• TASK DIRECTIONS: Starting at the line where "Bet you can't find the snow covered deck" occurs, reproduce each line through the end of the entries below exactly. Omit every picture.

···

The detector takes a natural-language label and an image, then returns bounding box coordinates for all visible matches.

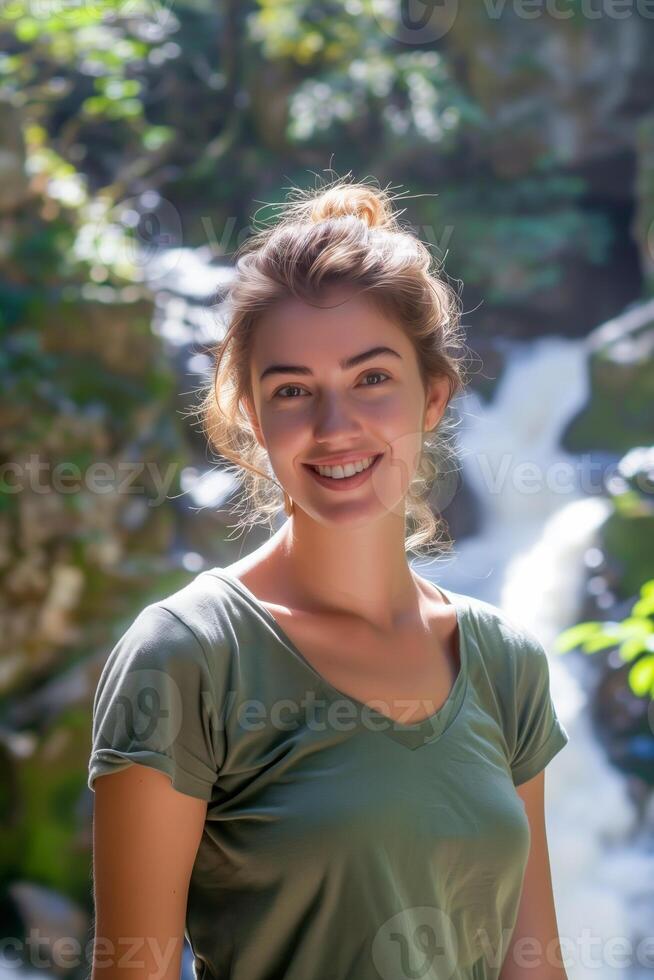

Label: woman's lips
[302,453,383,491]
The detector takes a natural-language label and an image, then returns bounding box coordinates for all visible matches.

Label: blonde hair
[192,175,471,558]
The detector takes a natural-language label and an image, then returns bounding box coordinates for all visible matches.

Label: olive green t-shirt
[88,566,569,980]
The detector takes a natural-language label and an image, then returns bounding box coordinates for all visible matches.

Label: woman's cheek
[363,394,420,440]
[261,403,309,441]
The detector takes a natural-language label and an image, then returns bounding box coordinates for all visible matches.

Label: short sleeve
[509,633,569,787]
[88,603,221,801]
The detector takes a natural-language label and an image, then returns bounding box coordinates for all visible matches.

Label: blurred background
[1,1,654,978]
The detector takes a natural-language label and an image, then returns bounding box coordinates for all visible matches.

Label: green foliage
[17,708,98,902]
[249,0,482,149]
[250,0,361,64]
[0,0,179,214]
[1,0,163,128]
[416,166,613,303]
[288,50,480,147]
[555,580,654,700]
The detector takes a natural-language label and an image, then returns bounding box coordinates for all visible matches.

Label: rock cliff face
[430,8,654,337]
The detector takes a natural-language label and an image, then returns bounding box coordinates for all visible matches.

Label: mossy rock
[562,314,654,454]
[10,707,93,905]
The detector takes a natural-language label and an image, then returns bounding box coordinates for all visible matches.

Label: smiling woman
[243,281,460,531]
[89,174,570,980]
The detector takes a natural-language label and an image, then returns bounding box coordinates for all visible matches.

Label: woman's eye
[273,384,307,399]
[273,372,389,399]
[359,371,390,387]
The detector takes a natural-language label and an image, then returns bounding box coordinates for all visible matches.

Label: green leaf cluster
[555,581,654,699]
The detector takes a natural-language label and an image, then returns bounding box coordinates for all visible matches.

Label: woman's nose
[311,395,364,440]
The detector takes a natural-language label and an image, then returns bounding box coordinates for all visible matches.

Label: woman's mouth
[302,453,384,491]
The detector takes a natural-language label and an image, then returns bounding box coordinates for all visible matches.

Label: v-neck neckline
[205,567,471,751]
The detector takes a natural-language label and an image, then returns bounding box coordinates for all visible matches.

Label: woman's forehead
[252,291,404,357]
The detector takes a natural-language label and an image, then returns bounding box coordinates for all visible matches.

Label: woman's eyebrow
[259,345,402,381]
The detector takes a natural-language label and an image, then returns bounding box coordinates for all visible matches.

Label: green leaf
[620,637,650,662]
[81,96,109,116]
[554,621,603,652]
[15,18,40,42]
[628,656,654,698]
[619,616,653,638]
[142,126,174,151]
[584,632,623,653]
[633,594,654,617]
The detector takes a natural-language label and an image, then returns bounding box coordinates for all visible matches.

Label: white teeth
[313,455,377,479]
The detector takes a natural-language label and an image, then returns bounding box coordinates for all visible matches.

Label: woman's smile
[302,452,384,491]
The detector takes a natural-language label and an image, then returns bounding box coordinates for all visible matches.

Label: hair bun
[309,185,394,230]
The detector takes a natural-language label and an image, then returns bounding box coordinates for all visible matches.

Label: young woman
[88,180,570,980]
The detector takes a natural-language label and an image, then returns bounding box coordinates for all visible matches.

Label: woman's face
[245,285,450,528]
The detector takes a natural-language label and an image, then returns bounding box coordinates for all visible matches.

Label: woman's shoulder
[454,591,561,736]
[452,588,549,669]
[92,569,245,719]
[106,568,250,677]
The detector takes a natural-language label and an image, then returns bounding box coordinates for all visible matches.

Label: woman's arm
[91,763,207,980]
[500,770,569,980]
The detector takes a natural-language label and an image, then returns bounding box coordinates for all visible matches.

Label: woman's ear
[423,377,450,432]
[242,396,266,450]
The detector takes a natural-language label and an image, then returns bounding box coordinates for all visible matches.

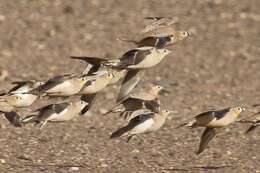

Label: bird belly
[81,80,109,94]
[48,109,77,121]
[48,81,81,96]
[15,94,38,107]
[129,119,154,135]
[206,114,238,127]
[11,85,31,94]
[129,55,162,69]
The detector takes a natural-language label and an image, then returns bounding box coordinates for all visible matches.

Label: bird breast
[47,108,78,122]
[128,53,165,69]
[206,112,240,127]
[14,94,38,107]
[129,118,155,135]
[81,78,110,94]
[47,80,82,95]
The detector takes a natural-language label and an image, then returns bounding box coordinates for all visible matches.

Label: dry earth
[0,0,260,172]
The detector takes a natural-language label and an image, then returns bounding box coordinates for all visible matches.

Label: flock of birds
[0,17,259,155]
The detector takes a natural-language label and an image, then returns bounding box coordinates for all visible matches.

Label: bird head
[157,48,172,57]
[79,76,90,84]
[231,106,246,115]
[106,73,114,80]
[74,100,89,110]
[174,31,191,41]
[34,81,45,88]
[161,109,174,116]
[7,95,22,104]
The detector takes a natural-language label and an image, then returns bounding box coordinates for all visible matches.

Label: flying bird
[22,100,88,128]
[103,84,167,118]
[177,107,245,154]
[102,47,171,102]
[110,109,173,142]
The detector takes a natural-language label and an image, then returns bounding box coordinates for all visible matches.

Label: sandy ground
[0,0,260,172]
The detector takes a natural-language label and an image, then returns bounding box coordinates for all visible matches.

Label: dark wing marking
[245,120,260,134]
[213,107,231,120]
[32,102,69,121]
[80,94,97,114]
[37,74,73,92]
[144,17,165,20]
[2,111,22,127]
[195,107,231,124]
[8,80,34,94]
[144,99,161,113]
[116,70,143,102]
[197,127,217,154]
[119,49,151,67]
[128,111,155,126]
[138,36,171,48]
[70,56,107,66]
[53,102,70,114]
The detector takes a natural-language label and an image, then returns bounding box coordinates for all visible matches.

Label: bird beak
[159,88,171,95]
[187,31,191,36]
[168,110,176,115]
[242,107,246,111]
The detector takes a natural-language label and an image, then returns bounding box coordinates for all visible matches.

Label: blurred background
[0,0,259,172]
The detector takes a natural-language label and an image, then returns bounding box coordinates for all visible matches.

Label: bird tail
[21,114,38,124]
[0,95,6,101]
[175,119,197,129]
[110,126,129,139]
[245,121,260,134]
[101,59,121,67]
[103,105,124,116]
[116,37,137,44]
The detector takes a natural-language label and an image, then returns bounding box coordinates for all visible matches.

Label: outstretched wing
[116,70,143,102]
[118,49,151,67]
[197,127,217,154]
[195,107,231,124]
[36,74,73,92]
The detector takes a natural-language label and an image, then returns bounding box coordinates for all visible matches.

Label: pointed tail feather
[103,106,124,116]
[245,121,260,134]
[245,125,257,134]
[21,115,38,124]
[116,38,137,45]
[110,126,129,139]
[175,119,196,129]
[101,60,120,67]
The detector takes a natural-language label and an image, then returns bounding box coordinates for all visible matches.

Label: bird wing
[197,127,217,154]
[70,56,107,66]
[33,102,69,120]
[118,49,152,67]
[53,102,70,114]
[80,94,97,114]
[245,120,260,134]
[195,107,231,124]
[2,111,22,127]
[130,92,155,101]
[116,70,143,102]
[37,74,74,92]
[138,36,171,48]
[144,99,161,113]
[110,110,154,139]
[8,80,34,94]
[128,111,155,126]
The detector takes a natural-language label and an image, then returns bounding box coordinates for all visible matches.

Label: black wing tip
[245,125,257,134]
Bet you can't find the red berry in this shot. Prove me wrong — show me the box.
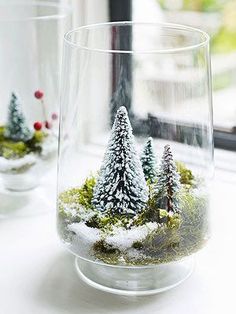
[51,112,58,120]
[34,121,42,131]
[45,121,52,129]
[34,90,44,99]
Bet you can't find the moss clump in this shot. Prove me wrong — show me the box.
[167,213,181,229]
[132,241,144,250]
[58,175,97,240]
[93,240,122,265]
[94,240,120,255]
[0,126,47,159]
[128,190,207,265]
[176,161,195,187]
[0,140,28,159]
[59,176,96,210]
[91,189,208,266]
[26,130,47,154]
[86,212,133,230]
[58,167,208,266]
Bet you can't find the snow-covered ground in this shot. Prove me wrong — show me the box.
[0,134,57,174]
[0,154,37,173]
[68,220,160,253]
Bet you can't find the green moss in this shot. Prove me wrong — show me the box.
[26,130,47,154]
[92,240,122,265]
[32,130,45,143]
[132,241,144,250]
[59,175,96,211]
[92,189,208,266]
[128,190,207,265]
[0,126,47,159]
[86,212,132,231]
[59,172,208,266]
[94,240,120,255]
[167,213,181,229]
[0,126,5,140]
[0,140,28,159]
[176,161,195,187]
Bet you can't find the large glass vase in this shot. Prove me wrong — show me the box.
[57,22,213,295]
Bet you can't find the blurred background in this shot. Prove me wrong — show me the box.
[71,0,236,152]
[3,0,236,152]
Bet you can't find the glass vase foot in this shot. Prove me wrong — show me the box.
[75,256,194,296]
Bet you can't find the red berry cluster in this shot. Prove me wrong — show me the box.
[33,90,58,131]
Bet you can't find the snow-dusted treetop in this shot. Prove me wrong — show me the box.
[155,144,181,213]
[4,93,33,142]
[141,137,157,183]
[92,106,148,215]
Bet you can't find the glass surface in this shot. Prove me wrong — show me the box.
[0,1,71,191]
[57,22,213,294]
[138,0,236,140]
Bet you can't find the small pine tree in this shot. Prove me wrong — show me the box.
[4,93,33,142]
[92,106,148,215]
[154,145,181,213]
[140,137,157,183]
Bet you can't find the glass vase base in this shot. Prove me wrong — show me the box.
[75,256,194,296]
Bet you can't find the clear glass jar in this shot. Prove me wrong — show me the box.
[0,1,71,191]
[57,22,213,295]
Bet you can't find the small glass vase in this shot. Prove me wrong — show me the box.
[0,1,71,191]
[57,22,213,295]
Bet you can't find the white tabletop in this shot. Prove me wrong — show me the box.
[0,152,235,314]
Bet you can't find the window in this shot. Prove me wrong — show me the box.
[109,0,236,151]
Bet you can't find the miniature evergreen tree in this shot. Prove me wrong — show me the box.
[140,137,157,183]
[154,145,181,213]
[4,93,33,142]
[92,106,148,215]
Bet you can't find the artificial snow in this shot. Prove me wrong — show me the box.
[106,222,159,250]
[60,202,95,221]
[68,220,159,252]
[0,134,57,174]
[68,222,101,243]
[40,134,58,158]
[0,154,37,172]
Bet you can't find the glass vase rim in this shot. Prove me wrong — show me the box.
[0,1,72,22]
[64,21,210,54]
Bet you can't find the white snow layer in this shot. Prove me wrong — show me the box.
[69,223,101,243]
[41,134,58,158]
[68,221,159,251]
[0,134,57,172]
[0,154,37,172]
[106,222,158,250]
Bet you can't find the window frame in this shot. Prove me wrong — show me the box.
[109,0,236,151]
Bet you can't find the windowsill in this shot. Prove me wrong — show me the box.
[0,149,235,313]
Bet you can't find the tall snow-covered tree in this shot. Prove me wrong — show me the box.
[92,106,148,215]
[154,145,181,213]
[4,93,33,142]
[140,137,157,183]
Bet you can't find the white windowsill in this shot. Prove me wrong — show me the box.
[0,148,235,314]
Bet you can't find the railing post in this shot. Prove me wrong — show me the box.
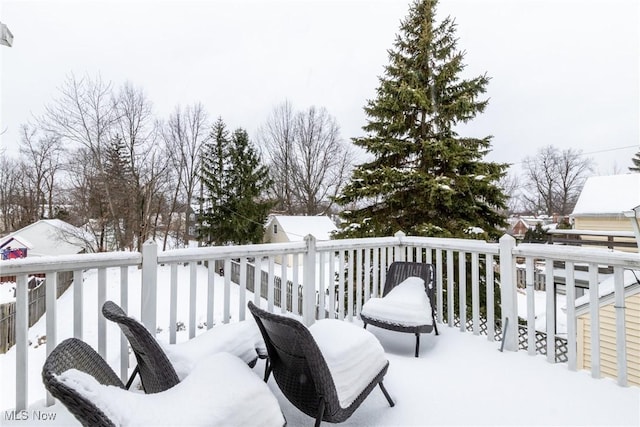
[15,274,28,411]
[499,234,518,351]
[394,230,405,261]
[45,272,57,406]
[303,234,317,326]
[141,239,158,334]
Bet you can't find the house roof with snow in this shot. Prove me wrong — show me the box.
[572,174,640,217]
[574,269,640,315]
[267,215,337,241]
[0,235,33,250]
[0,219,87,257]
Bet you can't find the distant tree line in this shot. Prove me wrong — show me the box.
[0,75,353,250]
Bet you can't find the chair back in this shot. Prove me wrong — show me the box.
[102,301,180,393]
[42,338,124,427]
[247,301,340,419]
[383,261,436,312]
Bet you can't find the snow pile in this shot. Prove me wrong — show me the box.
[57,352,284,426]
[360,276,432,326]
[161,318,266,379]
[516,289,568,336]
[309,319,388,408]
[0,281,16,304]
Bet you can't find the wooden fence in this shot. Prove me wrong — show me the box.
[215,260,304,315]
[0,272,73,354]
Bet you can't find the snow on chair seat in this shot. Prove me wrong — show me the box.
[45,338,285,427]
[360,262,439,357]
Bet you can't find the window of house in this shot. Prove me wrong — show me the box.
[273,224,278,234]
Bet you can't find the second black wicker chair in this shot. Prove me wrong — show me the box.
[102,300,262,393]
[248,301,394,427]
[360,261,439,357]
[102,300,181,393]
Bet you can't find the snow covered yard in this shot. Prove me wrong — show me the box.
[1,264,638,426]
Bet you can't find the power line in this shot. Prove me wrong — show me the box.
[581,144,638,156]
[510,144,638,166]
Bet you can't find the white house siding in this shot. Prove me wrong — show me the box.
[263,216,337,267]
[577,293,640,386]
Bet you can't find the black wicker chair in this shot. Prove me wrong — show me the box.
[42,338,124,427]
[360,261,439,357]
[43,337,286,426]
[102,300,181,393]
[102,300,261,393]
[248,301,394,427]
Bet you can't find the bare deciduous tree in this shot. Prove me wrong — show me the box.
[18,124,64,222]
[259,102,353,215]
[38,74,171,251]
[162,103,209,248]
[522,145,593,216]
[258,100,296,213]
[291,106,352,215]
[113,82,166,251]
[39,74,125,248]
[0,153,23,231]
[498,171,521,214]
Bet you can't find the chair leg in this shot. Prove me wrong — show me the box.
[433,314,440,335]
[125,365,139,390]
[263,359,272,382]
[415,333,420,357]
[315,396,325,427]
[363,323,367,329]
[378,382,395,407]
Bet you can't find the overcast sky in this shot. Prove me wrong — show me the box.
[1,0,638,177]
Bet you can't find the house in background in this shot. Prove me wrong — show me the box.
[570,174,640,251]
[506,215,554,240]
[0,220,89,328]
[0,235,31,260]
[575,270,640,386]
[0,219,87,259]
[264,215,337,266]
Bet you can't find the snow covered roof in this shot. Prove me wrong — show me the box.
[269,215,337,241]
[0,235,33,250]
[574,269,640,315]
[572,174,640,216]
[0,219,87,257]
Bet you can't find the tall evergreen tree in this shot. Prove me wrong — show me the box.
[103,136,135,249]
[198,117,231,245]
[335,0,508,239]
[198,119,273,245]
[630,149,640,172]
[225,128,273,244]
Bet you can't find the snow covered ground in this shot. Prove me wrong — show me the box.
[1,264,638,426]
[516,288,567,336]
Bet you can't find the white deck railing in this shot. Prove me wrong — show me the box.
[2,232,638,411]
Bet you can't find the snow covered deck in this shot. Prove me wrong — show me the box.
[3,324,638,426]
[1,233,639,425]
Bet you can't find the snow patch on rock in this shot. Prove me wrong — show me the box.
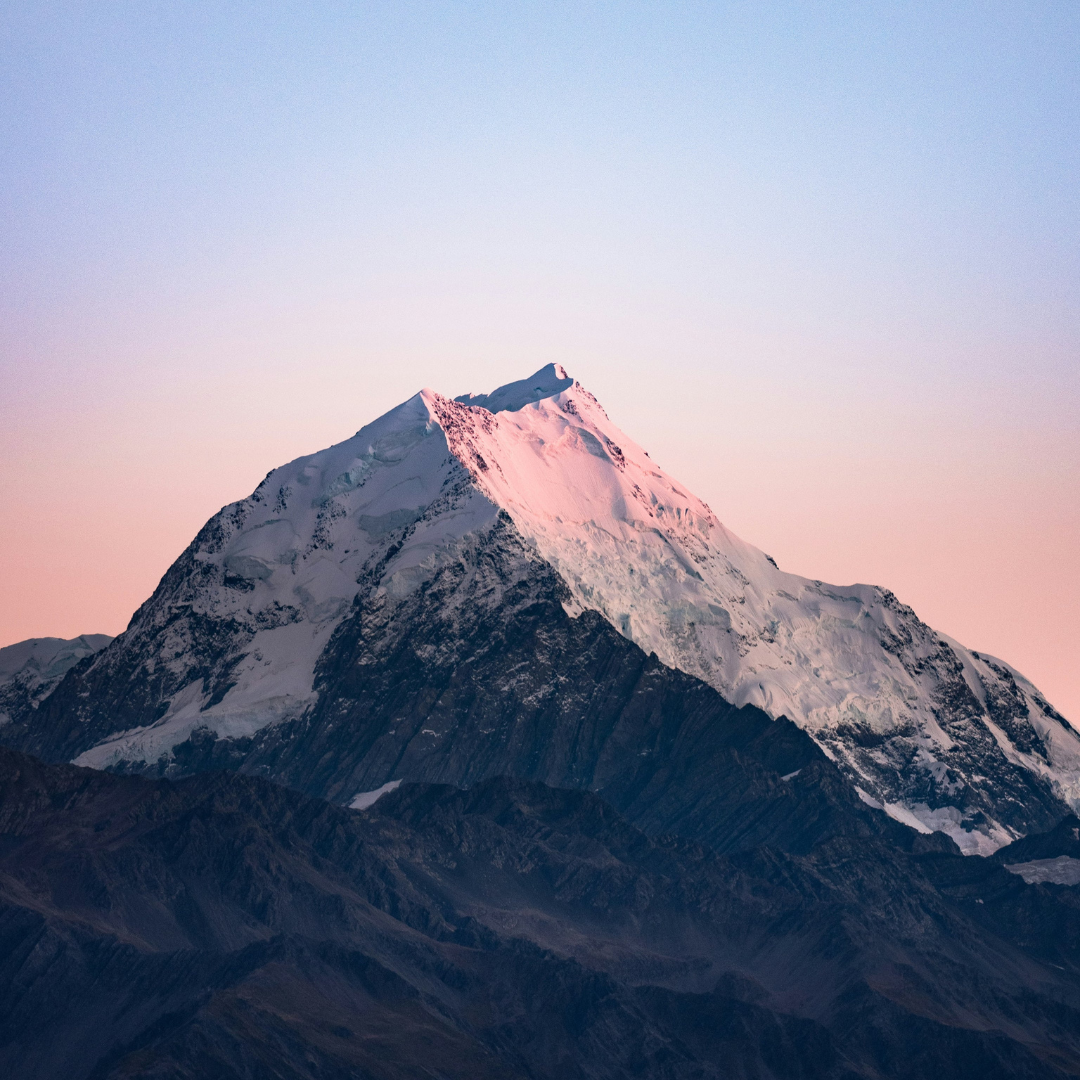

···

• YOUR RESPONSE:
Bet you can't find the snow covered deck in this shot. Prove me wrong — show me the box.
[3,324,638,426]
[1,233,639,425]
Bet you can't find the snow patch on rock in this shot. Prove me wrong — show me the box.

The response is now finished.